Senator Blumenthal Urges Regulators to Adopt Rules That Make Credit Available to Potential Homeowners

(Hartford, CT) – Senator Richard Blumenthal last week joined a bipartisan group of 39 senators to urge federal regulators to adopt policies that keep credit available to middle-class families that are looking to purchase a home. The proposed rule in question would require a 20 percent down payment for a mortgage to be considered a historically safe "qualified residential mortgage."

In the letter, Blumenthal and his colleagues maintained that while it is important to pursue regulations to protect the housing market from another subprime mortgage crisis, overly restrictive rules would discriminate against first-time home buyers and jeopardize many families’ chances of receiving the credit they need to purchase a home.

“The proposed regulation goes beyond the intent and language of the statute by imposing unnecessarily tight down payment restrictions… Well underwritten loans, regardless of down payment, were not the cause of the mortgage crisis,” wrote the senators in a letter to Shaun Donovan, secretary of the US Department of Housing and Urban Development; Federal Reserve chairman Ben S. Bernanke; and Sheila C. Bair, head of the Federal Deposit Insurance Corp; Mary Schapiro, chairman of the Securities and Exchange Commission; John G. Walsh, the acting comptroller; and Edward Demarco, the acting director of the Federal Housing Finance Agency. 

According to the Warren Group, the median price for single-family homes sold in Connecticut for 2010 was $250,000 meaning that homebuyers would be required to put down at least $50,000 in cash to be exempt from this rule. The National Association of Realtors reported that in sales of homes to first-time buyers last year, 96 percent of sales included down payments that were less than 20 percent.

# Aim
Reproduce word for word the stretch of the press release from "According to the" through "than 20 percent.". The data has no role in this work.

# Source material
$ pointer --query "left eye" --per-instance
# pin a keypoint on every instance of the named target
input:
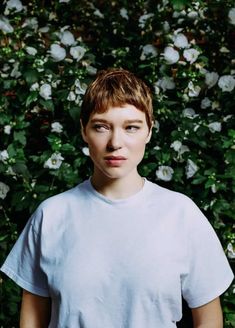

# Answer in full
According to the Warren Group, the median price for single-family homes sold in Connecticut for 2010 was $250,000 meaning that homebuyers would be required to put down at least $50,000 in cash to be exempt from this rule. The National Association of Realtors reported that in sales of homes to first-time buyers last year, 96 percent of sales included down payments that were less than 20 percent.